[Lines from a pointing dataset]
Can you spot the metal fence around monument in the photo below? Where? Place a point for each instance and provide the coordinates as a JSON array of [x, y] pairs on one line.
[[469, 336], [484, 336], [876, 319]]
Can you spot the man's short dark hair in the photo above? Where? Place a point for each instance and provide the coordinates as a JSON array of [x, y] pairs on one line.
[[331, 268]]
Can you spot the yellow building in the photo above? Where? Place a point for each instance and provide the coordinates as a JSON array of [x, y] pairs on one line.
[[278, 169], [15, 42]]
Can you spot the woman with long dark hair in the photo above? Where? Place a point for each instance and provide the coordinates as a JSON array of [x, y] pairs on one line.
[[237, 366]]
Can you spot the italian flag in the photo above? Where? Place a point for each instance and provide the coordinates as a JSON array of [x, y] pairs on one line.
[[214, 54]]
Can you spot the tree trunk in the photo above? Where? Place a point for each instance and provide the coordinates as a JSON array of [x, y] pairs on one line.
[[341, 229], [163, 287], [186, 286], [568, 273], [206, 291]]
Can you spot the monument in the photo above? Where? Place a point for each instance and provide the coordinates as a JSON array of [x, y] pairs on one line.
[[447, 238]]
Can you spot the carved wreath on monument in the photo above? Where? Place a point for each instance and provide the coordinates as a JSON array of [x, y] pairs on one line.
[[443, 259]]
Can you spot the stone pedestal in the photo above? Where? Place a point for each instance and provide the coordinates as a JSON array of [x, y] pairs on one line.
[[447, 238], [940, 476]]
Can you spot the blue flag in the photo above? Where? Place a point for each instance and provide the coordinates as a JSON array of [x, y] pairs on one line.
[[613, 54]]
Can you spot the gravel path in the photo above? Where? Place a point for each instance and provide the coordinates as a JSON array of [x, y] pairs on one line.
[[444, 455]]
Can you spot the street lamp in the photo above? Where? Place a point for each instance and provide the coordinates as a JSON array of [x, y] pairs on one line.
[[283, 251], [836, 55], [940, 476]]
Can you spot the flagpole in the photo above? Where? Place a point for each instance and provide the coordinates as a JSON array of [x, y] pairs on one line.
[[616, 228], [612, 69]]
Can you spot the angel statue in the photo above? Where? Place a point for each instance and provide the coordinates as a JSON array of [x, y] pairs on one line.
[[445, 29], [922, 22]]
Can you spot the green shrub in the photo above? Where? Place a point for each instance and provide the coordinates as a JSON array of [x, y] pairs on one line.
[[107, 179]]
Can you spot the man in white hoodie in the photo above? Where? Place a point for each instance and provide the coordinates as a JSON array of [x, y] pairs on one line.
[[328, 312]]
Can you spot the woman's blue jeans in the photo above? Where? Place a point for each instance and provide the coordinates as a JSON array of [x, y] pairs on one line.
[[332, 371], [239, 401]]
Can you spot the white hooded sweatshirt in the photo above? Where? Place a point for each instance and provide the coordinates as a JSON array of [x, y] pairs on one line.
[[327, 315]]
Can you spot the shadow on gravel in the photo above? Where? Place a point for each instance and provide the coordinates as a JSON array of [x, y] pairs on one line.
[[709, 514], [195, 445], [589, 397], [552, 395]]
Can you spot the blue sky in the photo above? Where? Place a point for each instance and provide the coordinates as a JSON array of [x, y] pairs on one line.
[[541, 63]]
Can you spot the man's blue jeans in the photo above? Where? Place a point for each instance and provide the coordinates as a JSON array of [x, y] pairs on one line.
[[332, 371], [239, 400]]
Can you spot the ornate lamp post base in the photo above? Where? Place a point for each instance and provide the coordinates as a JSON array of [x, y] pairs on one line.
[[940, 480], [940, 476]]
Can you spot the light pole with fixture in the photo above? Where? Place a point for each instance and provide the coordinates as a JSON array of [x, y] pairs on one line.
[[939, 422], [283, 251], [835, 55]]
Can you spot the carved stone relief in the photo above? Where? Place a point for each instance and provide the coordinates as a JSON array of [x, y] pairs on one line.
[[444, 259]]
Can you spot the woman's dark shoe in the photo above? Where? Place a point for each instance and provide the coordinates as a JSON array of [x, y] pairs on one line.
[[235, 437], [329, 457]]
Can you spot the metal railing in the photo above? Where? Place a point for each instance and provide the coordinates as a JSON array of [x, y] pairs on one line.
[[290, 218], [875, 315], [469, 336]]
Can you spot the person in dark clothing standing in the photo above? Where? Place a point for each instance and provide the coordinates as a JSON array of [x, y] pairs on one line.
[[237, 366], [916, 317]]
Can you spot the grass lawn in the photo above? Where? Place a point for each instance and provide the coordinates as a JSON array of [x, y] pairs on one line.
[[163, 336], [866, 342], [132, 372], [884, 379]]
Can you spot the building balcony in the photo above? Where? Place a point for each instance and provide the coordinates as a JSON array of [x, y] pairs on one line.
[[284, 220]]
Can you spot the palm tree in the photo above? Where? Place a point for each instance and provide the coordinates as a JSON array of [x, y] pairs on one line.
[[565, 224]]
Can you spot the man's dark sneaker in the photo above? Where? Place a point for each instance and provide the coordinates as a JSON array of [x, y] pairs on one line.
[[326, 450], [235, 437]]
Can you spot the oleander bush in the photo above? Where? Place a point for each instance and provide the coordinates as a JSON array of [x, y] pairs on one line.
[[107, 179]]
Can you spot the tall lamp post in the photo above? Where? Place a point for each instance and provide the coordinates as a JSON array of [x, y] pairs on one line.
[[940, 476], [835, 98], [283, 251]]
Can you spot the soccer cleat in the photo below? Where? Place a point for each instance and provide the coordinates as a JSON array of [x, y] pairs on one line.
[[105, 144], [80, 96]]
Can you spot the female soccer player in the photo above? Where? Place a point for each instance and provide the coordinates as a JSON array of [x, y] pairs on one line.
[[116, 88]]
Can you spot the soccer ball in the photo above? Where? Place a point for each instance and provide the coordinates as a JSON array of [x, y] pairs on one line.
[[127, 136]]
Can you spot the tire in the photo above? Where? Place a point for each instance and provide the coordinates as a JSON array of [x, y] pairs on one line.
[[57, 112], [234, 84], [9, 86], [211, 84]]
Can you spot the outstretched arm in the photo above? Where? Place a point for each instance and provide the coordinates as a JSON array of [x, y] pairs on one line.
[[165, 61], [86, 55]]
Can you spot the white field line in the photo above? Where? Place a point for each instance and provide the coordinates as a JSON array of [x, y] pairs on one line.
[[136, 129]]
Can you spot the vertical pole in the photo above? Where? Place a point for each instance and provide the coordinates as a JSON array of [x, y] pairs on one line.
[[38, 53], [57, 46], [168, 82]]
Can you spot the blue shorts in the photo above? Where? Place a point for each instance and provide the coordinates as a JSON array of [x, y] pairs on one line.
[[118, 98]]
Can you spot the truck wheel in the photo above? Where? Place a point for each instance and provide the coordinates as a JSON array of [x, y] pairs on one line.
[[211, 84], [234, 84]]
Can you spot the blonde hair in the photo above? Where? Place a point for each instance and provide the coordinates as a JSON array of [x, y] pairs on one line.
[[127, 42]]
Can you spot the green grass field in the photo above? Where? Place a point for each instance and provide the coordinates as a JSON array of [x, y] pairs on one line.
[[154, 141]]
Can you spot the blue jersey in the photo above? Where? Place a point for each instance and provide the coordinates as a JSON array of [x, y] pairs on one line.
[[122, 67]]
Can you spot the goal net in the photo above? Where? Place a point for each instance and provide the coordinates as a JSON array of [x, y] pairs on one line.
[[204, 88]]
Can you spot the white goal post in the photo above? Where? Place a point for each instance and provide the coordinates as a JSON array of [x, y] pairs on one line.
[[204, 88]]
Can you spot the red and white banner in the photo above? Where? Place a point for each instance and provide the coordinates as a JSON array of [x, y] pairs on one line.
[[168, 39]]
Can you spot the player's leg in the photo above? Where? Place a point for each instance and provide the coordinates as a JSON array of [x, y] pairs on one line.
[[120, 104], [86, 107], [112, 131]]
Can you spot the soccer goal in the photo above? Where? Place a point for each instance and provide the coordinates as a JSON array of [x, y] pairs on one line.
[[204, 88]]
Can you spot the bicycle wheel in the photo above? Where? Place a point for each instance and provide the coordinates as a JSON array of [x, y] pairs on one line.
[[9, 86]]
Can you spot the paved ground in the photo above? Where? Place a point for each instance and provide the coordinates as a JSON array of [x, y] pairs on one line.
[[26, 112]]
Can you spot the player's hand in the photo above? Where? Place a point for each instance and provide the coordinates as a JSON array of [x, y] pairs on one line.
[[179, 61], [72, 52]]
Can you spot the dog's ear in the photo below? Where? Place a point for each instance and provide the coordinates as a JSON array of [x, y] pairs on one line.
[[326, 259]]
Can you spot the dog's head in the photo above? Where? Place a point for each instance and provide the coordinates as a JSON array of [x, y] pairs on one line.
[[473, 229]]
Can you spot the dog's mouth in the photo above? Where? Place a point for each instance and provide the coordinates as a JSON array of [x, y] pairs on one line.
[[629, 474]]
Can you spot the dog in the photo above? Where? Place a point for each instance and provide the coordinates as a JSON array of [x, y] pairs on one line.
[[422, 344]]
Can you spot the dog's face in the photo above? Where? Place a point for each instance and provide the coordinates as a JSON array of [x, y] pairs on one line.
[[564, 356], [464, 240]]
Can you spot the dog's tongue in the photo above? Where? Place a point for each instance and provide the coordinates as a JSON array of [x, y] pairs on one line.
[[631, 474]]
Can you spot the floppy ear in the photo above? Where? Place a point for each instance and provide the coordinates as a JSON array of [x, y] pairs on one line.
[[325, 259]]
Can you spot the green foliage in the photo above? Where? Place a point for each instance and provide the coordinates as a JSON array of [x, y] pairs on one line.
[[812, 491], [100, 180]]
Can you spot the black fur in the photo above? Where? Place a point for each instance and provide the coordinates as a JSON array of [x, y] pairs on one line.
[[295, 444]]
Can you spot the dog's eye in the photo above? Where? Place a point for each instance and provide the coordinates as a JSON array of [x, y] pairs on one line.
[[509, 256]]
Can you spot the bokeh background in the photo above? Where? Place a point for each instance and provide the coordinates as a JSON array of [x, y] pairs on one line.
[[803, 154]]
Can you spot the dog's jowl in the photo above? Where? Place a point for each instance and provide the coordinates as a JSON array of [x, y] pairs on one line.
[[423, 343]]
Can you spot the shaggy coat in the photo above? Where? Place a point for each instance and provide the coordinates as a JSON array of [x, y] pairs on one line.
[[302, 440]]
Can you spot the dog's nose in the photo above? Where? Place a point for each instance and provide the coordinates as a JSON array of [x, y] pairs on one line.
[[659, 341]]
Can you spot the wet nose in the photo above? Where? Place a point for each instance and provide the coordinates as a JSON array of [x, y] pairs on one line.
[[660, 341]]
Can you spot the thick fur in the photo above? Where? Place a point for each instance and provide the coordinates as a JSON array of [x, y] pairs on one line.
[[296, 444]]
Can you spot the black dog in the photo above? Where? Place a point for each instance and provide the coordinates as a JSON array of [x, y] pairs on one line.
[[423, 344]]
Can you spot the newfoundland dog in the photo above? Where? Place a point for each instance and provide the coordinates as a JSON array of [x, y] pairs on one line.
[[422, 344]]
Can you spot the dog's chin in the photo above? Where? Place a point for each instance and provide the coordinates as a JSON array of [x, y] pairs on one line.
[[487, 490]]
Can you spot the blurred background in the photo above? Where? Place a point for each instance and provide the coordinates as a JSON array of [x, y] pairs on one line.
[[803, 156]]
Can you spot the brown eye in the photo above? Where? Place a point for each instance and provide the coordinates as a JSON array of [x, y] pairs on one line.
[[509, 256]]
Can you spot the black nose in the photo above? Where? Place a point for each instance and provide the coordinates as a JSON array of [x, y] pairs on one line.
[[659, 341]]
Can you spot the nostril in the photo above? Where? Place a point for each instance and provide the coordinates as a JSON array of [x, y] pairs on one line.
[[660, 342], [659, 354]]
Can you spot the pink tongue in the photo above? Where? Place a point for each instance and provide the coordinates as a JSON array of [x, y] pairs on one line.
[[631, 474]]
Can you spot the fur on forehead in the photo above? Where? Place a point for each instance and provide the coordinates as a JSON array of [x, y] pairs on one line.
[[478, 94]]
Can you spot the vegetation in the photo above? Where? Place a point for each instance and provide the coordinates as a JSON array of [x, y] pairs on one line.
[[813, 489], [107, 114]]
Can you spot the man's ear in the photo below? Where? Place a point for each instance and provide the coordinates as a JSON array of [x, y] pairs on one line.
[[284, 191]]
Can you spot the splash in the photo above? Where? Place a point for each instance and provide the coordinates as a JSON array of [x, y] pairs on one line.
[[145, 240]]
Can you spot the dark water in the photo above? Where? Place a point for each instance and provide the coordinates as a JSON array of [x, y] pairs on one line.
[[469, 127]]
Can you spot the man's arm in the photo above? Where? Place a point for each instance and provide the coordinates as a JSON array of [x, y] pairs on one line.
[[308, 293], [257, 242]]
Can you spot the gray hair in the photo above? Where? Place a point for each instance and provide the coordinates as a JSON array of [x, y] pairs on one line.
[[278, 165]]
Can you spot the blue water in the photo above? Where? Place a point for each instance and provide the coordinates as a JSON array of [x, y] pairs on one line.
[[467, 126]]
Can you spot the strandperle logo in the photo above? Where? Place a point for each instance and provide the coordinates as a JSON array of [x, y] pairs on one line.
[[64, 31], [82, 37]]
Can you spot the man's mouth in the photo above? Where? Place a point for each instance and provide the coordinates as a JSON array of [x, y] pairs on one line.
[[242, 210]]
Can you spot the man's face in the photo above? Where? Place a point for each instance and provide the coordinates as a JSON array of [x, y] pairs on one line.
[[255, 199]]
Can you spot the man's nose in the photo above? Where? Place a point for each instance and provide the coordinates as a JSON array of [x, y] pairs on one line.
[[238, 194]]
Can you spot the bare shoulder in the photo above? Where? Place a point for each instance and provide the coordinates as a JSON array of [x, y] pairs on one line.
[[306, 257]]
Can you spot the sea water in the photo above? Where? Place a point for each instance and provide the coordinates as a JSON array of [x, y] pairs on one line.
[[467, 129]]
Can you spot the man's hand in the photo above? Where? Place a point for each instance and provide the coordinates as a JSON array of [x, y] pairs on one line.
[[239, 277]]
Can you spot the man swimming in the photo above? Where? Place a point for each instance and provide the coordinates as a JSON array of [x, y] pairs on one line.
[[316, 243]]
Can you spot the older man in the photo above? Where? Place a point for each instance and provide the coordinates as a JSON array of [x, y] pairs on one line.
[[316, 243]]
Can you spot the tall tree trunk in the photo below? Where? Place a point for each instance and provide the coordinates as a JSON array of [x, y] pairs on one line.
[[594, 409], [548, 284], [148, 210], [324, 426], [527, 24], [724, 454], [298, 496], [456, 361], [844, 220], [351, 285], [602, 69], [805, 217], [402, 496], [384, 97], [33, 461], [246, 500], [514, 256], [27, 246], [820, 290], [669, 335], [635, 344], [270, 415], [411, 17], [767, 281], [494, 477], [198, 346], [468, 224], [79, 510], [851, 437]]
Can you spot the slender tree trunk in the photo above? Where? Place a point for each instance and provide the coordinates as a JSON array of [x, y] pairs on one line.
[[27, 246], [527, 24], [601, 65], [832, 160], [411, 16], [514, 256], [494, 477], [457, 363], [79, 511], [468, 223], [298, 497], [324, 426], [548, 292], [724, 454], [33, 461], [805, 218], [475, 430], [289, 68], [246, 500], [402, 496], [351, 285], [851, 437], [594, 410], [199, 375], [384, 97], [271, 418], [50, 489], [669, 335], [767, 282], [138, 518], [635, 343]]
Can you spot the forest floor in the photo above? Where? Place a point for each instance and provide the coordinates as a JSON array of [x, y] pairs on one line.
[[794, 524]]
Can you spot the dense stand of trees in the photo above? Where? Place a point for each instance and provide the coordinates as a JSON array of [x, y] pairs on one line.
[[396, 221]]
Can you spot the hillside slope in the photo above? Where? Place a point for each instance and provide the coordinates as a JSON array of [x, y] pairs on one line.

Task statement => Format the lines as a JSON list of strings, one string per line and no blank lines, starting with the line that contains "Can you spot the tall lamp" and going on through the line that contains "[[940, 476], [835, 98], [283, 251]]", both included.

Answer to the task =>
[
  "Can you spot the tall lamp post in the photo above? Where? Place a point for each instance and provide the coordinates as a JSON array of [x, y] pairs on one line.",
  "[[940, 476], [835, 98], [283, 251]]"
]